## begin

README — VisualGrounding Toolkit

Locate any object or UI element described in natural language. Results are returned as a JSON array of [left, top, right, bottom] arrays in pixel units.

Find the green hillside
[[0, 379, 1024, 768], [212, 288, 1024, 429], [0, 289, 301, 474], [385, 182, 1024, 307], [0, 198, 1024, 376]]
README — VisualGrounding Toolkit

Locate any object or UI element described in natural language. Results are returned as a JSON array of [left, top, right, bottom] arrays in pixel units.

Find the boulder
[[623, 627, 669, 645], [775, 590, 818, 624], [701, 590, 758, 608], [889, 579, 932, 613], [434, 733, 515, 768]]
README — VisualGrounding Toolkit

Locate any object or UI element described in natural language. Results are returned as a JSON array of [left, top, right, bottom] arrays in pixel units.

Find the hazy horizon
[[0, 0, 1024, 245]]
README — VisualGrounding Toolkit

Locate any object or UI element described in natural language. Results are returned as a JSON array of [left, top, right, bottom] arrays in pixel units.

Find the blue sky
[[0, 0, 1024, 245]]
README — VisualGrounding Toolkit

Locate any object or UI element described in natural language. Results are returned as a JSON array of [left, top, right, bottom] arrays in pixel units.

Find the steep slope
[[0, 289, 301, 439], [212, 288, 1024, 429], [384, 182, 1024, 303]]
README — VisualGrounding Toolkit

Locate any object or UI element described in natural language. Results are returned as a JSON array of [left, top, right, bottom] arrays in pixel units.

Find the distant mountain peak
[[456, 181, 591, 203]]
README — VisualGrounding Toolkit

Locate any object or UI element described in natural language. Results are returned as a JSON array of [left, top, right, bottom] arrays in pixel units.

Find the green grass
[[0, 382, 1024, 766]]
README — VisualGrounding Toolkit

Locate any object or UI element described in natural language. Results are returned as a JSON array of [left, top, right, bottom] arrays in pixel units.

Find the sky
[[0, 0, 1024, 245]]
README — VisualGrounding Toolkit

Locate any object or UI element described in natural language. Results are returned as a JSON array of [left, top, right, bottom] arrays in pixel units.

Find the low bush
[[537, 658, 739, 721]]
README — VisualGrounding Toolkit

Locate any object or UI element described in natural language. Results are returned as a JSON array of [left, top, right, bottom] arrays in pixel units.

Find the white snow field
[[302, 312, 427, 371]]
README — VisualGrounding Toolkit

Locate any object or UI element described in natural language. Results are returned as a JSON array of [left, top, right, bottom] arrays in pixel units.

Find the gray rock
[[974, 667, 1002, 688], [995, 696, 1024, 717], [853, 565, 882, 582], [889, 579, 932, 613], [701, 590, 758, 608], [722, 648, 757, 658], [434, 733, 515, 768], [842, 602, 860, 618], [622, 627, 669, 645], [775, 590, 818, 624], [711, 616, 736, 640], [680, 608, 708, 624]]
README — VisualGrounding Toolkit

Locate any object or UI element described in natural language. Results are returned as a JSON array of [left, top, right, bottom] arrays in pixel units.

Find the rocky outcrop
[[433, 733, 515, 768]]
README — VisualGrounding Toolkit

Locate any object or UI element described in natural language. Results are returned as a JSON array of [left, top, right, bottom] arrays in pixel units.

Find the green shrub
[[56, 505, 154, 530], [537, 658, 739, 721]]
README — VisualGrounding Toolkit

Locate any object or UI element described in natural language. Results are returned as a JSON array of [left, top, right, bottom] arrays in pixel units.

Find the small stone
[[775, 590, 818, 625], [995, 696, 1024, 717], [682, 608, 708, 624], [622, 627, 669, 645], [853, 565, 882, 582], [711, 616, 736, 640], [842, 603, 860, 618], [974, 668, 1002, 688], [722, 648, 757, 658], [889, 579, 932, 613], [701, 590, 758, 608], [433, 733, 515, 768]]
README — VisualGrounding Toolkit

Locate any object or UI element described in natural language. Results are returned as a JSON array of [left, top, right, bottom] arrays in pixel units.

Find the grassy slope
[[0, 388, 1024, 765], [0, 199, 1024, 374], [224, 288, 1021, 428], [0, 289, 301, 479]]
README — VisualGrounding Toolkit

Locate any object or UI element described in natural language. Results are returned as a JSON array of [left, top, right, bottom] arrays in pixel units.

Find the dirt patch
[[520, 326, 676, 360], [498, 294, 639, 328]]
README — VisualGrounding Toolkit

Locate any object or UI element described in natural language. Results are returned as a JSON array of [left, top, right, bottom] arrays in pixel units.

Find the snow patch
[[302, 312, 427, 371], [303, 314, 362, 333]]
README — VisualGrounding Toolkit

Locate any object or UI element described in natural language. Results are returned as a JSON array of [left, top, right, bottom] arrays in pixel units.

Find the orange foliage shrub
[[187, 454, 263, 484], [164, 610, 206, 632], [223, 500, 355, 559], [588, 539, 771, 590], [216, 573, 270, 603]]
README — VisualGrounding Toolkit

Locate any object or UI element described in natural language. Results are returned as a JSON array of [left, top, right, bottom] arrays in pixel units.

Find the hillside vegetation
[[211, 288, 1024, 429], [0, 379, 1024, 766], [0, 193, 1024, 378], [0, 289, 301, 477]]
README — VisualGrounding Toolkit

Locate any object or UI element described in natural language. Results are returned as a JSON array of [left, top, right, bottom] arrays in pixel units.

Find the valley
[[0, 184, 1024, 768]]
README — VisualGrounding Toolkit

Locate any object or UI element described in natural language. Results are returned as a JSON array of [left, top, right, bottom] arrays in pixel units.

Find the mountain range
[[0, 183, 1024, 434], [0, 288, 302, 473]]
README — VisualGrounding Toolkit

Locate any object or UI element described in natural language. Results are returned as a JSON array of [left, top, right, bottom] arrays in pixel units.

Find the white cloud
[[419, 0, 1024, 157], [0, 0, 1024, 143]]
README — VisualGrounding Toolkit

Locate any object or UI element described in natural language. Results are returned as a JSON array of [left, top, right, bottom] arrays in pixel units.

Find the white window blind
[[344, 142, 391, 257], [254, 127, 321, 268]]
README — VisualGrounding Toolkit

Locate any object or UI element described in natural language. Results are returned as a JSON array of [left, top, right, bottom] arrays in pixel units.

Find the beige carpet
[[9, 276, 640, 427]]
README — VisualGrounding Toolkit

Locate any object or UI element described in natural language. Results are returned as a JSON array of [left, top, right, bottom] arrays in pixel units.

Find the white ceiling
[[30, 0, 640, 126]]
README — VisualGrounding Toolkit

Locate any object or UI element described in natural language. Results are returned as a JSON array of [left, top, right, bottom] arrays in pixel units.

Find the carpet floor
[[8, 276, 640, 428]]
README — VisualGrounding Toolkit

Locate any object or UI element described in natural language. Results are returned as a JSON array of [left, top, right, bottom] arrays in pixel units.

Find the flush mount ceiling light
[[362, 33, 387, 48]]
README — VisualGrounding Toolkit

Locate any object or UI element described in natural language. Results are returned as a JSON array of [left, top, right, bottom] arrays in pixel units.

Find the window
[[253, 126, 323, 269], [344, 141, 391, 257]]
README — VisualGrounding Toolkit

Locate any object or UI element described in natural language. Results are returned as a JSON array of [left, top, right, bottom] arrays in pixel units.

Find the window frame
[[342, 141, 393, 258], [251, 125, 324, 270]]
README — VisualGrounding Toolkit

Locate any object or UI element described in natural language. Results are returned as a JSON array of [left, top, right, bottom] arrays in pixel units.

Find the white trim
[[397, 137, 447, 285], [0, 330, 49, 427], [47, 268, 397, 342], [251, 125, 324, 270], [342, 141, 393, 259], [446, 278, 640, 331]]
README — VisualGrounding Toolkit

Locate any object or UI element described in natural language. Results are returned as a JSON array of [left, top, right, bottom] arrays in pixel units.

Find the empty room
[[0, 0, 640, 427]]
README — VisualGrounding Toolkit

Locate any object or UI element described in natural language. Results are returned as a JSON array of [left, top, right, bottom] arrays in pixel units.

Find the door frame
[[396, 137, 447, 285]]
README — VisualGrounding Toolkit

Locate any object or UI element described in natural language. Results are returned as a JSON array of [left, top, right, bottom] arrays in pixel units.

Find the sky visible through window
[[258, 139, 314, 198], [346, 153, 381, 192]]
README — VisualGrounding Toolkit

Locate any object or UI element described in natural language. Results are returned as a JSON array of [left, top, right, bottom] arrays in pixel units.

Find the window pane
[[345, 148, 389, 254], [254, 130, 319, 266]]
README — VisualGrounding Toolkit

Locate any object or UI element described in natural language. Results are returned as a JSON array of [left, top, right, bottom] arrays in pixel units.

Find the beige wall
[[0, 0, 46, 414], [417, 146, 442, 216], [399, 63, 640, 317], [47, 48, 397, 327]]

## end

§ THE REQUEST
Pull out every line of the material above that contains the string "slope".

§ COMPLETED TASK
Find the steep slope
Find the grassy slope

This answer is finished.